» **BRIEF**: Copy the lines from the line with "of the forest" up to and including the line with "pixel 29 206", putting "single dot" in place of "single point" and keeping everything else the same.

» **ENTRIES SHOWN**:
※
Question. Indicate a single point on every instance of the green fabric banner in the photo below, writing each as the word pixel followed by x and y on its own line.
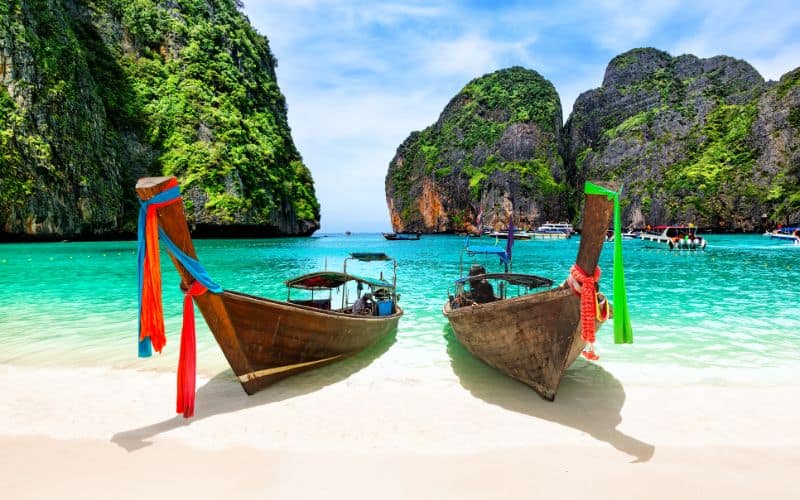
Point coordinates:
※
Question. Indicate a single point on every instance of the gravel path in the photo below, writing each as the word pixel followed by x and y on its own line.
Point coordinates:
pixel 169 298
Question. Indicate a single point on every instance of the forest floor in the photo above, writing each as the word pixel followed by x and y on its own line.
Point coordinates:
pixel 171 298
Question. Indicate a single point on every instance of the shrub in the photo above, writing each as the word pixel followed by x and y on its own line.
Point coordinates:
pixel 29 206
※
» **EXERCISE SOLUTION**:
Question. Indicate a single dot on every instance of the forest floor in the photo above, writing each as the word pixel followed by x and y on its own line.
Point coordinates:
pixel 171 298
Question. Indicate a single dot on every instance of the shrub in the photo above, writing each as the word pixel followed by x and y on its own line.
Point coordinates:
pixel 29 206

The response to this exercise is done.